■ **Exercise details**:
With the pictures left out, write every entry down exactly.

■ **Data extracts**:
━━━━━━━━

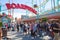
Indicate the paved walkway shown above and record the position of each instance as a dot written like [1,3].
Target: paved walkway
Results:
[13,35]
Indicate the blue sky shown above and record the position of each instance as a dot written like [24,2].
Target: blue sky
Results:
[19,12]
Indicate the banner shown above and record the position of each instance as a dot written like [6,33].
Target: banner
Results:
[20,6]
[0,8]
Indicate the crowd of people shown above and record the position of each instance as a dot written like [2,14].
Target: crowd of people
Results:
[38,28]
[51,28]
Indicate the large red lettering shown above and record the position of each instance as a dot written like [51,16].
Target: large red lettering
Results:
[8,6]
[21,6]
[13,5]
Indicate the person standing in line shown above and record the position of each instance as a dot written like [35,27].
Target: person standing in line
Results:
[18,27]
[4,22]
[55,29]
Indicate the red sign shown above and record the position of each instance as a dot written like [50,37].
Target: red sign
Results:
[21,6]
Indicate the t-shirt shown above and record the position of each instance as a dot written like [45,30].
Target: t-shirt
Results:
[55,26]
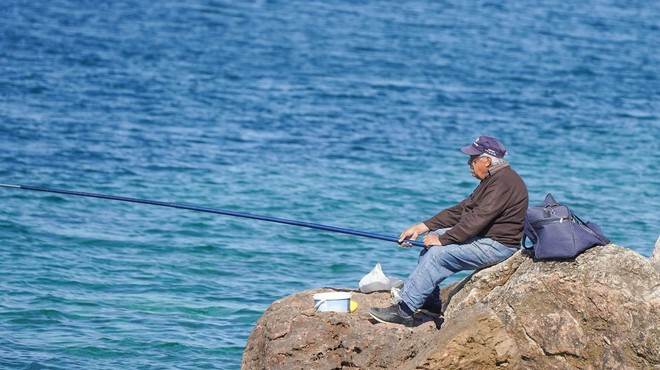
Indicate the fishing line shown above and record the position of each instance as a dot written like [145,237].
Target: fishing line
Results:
[225,212]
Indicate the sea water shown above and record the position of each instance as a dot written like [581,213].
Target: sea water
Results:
[346,113]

━━━━━━━━

■ **Task response**:
Indicate the paved walkway shown above and record the position of each instance as a dot written like [1,3].
Target: paved walkway
Results:
[13,35]
Indicate the blue sky shown above and record the position of each instance as a dot written like [24,2].
Target: blue sky
Results:
[19,12]
Indicate the banner shown above and record the position of each instance as a dot written like [6,33].
Target: banner
Results:
[20,6]
[0,8]
Indicate the crowd of people shown above and record the position of each instance as a dot written like [2,14].
Target: crowd of people
Results:
[38,28]
[51,28]
Indicate the large red lettering shown above and record the position of each instance as a dot written like [51,16].
Target: large red lettering
Results:
[8,6]
[21,6]
[13,5]
Indicate the person standing in line shown above and record the position of each instance as a dot written like [35,27].
Target: person standing in line
Results:
[18,27]
[4,22]
[55,29]
Indicate the red sign shown above and record the position of each instance as a dot written like [50,37].
Target: red sign
Results:
[21,6]
Indicate the t-shirt shown above and record the position of each instance as a dot written like [45,30].
Target: t-shirt
Results:
[55,26]
Indicate the fishing line shown above and record the position of each instance as a dot written like [145,237].
Target: fishing line
Results:
[225,212]
Indicate the sea water shown above and record the position of each instance as a dot written like [581,213].
Target: sea water
Results:
[346,113]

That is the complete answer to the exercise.